— EXERCISE GOAL —
Rescale the stretch of entries from the line containing "Place a marker on the number" through the end of the entries. Copy every line, requests included, and multiply each x and y coordinate in the answers by 2.1, rounding to whole numbers with halves rounded up.

--- START OF STORED ROWS ---

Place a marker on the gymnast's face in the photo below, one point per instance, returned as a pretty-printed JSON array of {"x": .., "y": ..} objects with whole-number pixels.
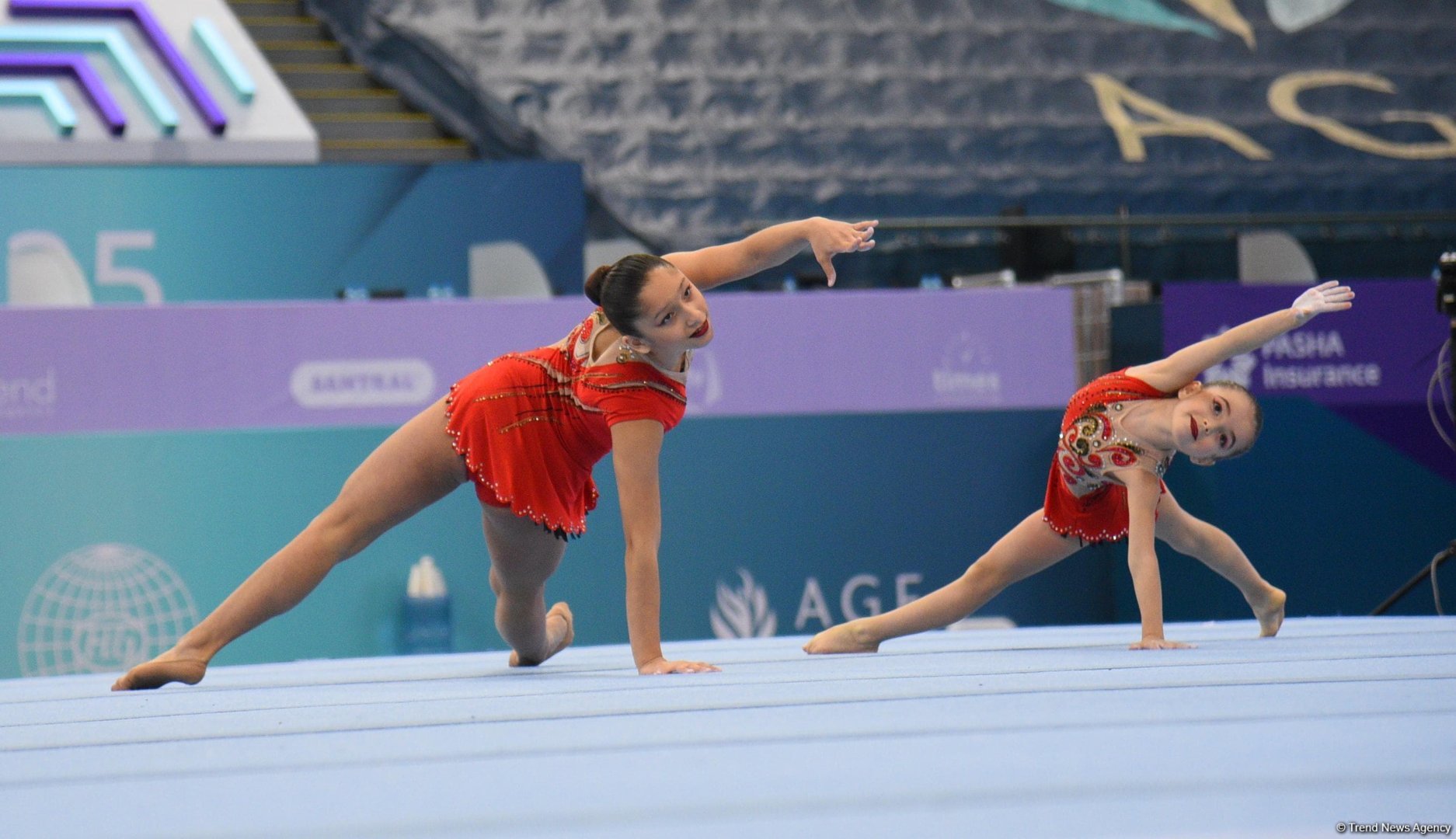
[
  {"x": 1213, "y": 423},
  {"x": 673, "y": 319}
]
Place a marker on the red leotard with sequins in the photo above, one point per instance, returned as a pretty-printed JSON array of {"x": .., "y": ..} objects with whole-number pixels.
[
  {"x": 531, "y": 426},
  {"x": 1081, "y": 500}
]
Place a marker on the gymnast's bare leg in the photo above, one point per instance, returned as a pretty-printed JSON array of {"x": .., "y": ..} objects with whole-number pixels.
[
  {"x": 523, "y": 557},
  {"x": 1216, "y": 549},
  {"x": 411, "y": 469},
  {"x": 1028, "y": 548}
]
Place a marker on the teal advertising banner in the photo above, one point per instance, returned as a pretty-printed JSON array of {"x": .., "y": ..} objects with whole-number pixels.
[{"x": 166, "y": 235}]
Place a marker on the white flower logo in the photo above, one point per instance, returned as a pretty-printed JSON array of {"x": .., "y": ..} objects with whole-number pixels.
[{"x": 743, "y": 612}]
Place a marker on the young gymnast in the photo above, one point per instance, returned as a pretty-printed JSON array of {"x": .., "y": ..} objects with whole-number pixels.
[
  {"x": 1119, "y": 436},
  {"x": 526, "y": 430}
]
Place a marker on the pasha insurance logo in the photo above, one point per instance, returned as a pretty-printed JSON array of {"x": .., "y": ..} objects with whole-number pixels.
[
  {"x": 743, "y": 611},
  {"x": 1305, "y": 360},
  {"x": 1287, "y": 15},
  {"x": 99, "y": 609},
  {"x": 28, "y": 395},
  {"x": 363, "y": 384}
]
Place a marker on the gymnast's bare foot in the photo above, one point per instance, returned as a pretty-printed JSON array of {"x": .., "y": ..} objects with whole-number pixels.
[
  {"x": 843, "y": 639},
  {"x": 559, "y": 634},
  {"x": 171, "y": 666},
  {"x": 1270, "y": 611}
]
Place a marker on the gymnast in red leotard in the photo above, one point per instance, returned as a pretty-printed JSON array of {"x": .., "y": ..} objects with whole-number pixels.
[
  {"x": 526, "y": 430},
  {"x": 1119, "y": 436}
]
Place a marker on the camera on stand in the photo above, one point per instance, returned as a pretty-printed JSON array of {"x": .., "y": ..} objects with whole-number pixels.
[
  {"x": 1446, "y": 286},
  {"x": 1444, "y": 277}
]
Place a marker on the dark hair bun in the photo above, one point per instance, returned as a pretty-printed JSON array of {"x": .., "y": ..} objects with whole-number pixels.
[{"x": 594, "y": 283}]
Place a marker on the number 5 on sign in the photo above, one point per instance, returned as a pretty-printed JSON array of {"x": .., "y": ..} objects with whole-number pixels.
[
  {"x": 41, "y": 270},
  {"x": 106, "y": 271}
]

--- END OF STORED ROWS ---

— TASK RESULT —
Place a marker on the number 5 on sign in the photo above, one point per instance, returned as a pretty-printed JSON array of {"x": .., "y": ..} objects with whole-number pixels.
[
  {"x": 86, "y": 567},
  {"x": 223, "y": 569}
]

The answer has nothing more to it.